* [WRITTEN TASK]: List every line in the entries below that contains the word "capped". Case matters.

* [DATA TO PROCESS]:

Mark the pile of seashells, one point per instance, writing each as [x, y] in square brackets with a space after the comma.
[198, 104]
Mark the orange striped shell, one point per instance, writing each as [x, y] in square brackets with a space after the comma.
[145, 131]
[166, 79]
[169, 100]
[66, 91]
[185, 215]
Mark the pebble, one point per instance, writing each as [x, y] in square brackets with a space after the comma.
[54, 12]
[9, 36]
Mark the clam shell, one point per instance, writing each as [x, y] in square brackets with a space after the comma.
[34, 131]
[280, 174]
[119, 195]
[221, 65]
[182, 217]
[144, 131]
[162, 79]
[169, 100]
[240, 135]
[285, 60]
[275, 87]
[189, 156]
==
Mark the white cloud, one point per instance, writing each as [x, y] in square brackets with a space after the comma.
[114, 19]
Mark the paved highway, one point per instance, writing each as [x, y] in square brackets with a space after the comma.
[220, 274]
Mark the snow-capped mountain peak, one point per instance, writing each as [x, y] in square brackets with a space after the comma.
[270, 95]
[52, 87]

* [OUTPUT]:
Mark the snow-capped mountain peak, one point per instance, writing each as [x, y] in square brackets with a space after the comma.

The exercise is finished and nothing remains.